── Page text

= Listed buildings in Ellastone =

Ellastone is a civil parish in the district of East Staffordshire, Staffordshire, England. It contains 33 buildings that are recorded in the National Heritage List for England. Of these, three are listed at Grade II*, the middle grade, and the others are at Grade II, the lowest grade. Historically, the most important building in the parish was Calwich Abbey, a priory that has been demolished and replaced by a country house, which is listed together with associated strictures in the surrounding parkland. The parish contains the village of Ellastone and the surrounding countryside. Here, most of the listed buildings are houses, cottages, farmhouses and farm buildings. The other listed buildings include a church, bridges, and two mileposts.

────

Return the passage of the Ellastone listed-buildings text that begins with "Ellastone is a" and runs up to and including "and two mileposts.", with no changes.

── Supplied material

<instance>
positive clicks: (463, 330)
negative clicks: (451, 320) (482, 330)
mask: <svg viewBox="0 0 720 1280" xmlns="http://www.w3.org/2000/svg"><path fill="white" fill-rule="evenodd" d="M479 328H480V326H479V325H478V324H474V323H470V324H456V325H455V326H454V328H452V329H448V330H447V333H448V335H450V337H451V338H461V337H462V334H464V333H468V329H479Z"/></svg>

────

§ **Response**
Ellastone is a civil parish in the district of East Staffordshire, Staffordshire, England. It contains 33 buildings that are recorded in the National Heritage List for England. Of these, three are listed at Grade II*, the middle grade, and the others are at Grade II, the lowest grade. Historically, the most important building in the parish was Calwich Abbey, a priory that has been demolished and replaced by a country house, which is listed together with associated strictures in the surrounding parkland. The parish contains the village of Ellastone and the surrounding countryside. Here, most of the listed buildings are houses, cottages, farmhouses and farm buildings. The other listed buildings include a church, bridges, and two mileposts.